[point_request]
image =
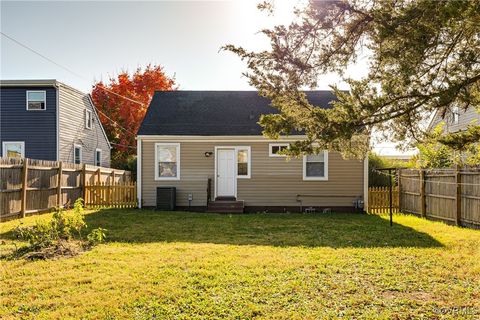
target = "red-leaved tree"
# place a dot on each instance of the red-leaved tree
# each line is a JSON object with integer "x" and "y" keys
{"x": 122, "y": 103}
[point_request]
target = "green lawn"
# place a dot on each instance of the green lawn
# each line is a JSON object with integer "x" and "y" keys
{"x": 180, "y": 265}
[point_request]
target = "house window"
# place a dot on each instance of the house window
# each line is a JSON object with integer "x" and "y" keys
{"x": 243, "y": 162}
{"x": 13, "y": 149}
{"x": 455, "y": 115}
{"x": 275, "y": 149}
{"x": 77, "y": 154}
{"x": 36, "y": 100}
{"x": 88, "y": 119}
{"x": 167, "y": 161}
{"x": 98, "y": 157}
{"x": 315, "y": 167}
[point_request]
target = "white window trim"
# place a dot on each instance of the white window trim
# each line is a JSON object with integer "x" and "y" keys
{"x": 100, "y": 151}
{"x": 75, "y": 146}
{"x": 88, "y": 114}
{"x": 456, "y": 115}
{"x": 44, "y": 99}
{"x": 249, "y": 161}
{"x": 4, "y": 147}
{"x": 324, "y": 178}
{"x": 157, "y": 177}
{"x": 271, "y": 154}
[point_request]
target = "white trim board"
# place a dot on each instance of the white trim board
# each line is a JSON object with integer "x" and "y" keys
{"x": 236, "y": 148}
{"x": 44, "y": 99}
{"x": 95, "y": 158}
{"x": 219, "y": 138}
{"x": 157, "y": 177}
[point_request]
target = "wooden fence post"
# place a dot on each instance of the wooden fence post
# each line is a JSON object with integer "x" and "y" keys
{"x": 423, "y": 200}
{"x": 24, "y": 186}
{"x": 59, "y": 185}
{"x": 458, "y": 196}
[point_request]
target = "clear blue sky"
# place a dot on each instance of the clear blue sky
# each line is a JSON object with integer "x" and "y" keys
{"x": 98, "y": 39}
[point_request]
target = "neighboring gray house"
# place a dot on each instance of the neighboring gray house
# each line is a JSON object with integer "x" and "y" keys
{"x": 48, "y": 120}
{"x": 456, "y": 120}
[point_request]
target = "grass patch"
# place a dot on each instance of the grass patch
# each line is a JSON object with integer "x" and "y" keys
{"x": 277, "y": 266}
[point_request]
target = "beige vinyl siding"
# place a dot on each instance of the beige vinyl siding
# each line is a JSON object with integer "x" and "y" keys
{"x": 72, "y": 105}
{"x": 465, "y": 118}
{"x": 274, "y": 181}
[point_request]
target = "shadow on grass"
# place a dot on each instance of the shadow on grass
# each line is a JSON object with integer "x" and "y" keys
{"x": 334, "y": 230}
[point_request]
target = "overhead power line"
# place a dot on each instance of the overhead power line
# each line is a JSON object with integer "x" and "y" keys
{"x": 65, "y": 68}
{"x": 77, "y": 75}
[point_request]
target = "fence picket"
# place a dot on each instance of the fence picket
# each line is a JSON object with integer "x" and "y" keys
{"x": 379, "y": 202}
{"x": 116, "y": 195}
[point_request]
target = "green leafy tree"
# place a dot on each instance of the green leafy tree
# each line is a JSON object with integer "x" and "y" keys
{"x": 432, "y": 154}
{"x": 440, "y": 151}
{"x": 423, "y": 56}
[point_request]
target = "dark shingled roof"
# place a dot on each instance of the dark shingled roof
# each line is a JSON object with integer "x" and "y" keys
{"x": 213, "y": 113}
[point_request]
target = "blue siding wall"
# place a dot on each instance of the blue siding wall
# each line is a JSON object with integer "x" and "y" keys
{"x": 36, "y": 128}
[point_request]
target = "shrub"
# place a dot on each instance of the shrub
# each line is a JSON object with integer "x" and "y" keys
{"x": 59, "y": 236}
{"x": 97, "y": 236}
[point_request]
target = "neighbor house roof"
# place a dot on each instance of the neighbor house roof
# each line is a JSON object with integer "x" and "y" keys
{"x": 213, "y": 113}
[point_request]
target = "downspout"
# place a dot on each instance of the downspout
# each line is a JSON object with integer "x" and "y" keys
{"x": 365, "y": 183}
{"x": 139, "y": 172}
{"x": 57, "y": 90}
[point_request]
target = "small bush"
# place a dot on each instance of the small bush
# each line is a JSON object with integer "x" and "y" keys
{"x": 97, "y": 236}
{"x": 59, "y": 236}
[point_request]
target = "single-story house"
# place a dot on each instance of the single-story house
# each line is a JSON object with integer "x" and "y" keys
{"x": 209, "y": 146}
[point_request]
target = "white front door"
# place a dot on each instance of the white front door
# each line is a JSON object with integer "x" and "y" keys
{"x": 225, "y": 173}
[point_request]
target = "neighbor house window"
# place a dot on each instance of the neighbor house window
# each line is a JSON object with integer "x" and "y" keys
{"x": 275, "y": 149}
{"x": 36, "y": 100}
{"x": 243, "y": 162}
{"x": 455, "y": 115}
{"x": 13, "y": 149}
{"x": 98, "y": 157}
{"x": 167, "y": 161}
{"x": 77, "y": 154}
{"x": 88, "y": 119}
{"x": 315, "y": 167}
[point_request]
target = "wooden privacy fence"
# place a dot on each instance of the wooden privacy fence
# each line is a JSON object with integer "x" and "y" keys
{"x": 30, "y": 186}
{"x": 117, "y": 195}
{"x": 450, "y": 195}
{"x": 379, "y": 200}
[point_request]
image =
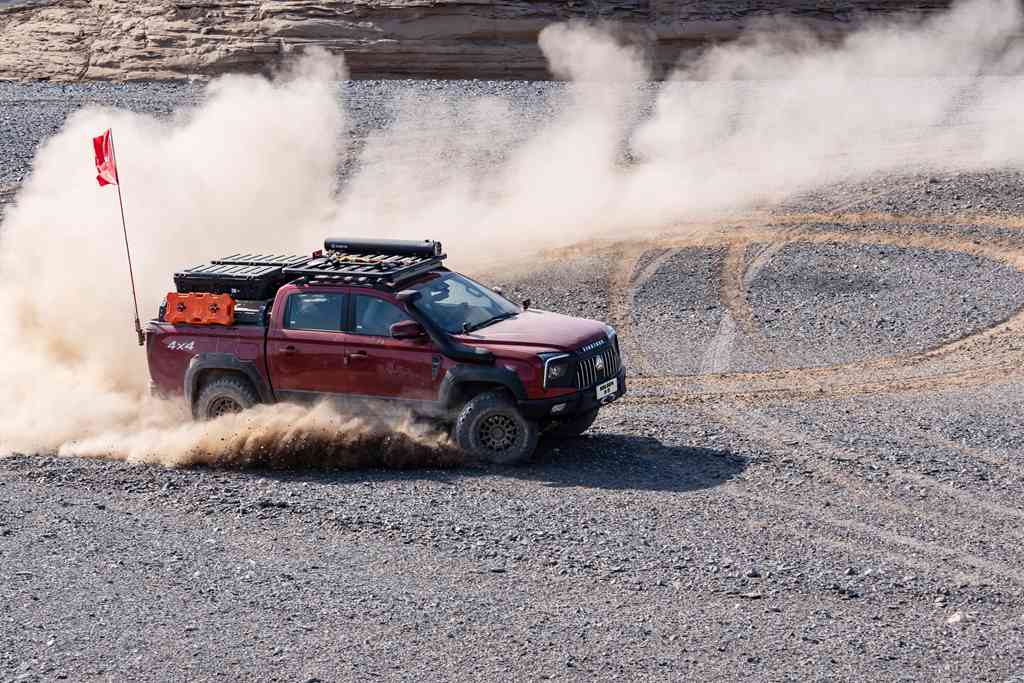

----

- [What the task requires]
Gather every line of the records above that contains the word "door".

- [Task solution]
target = "white front door"
# place a dot on each instance of the white front door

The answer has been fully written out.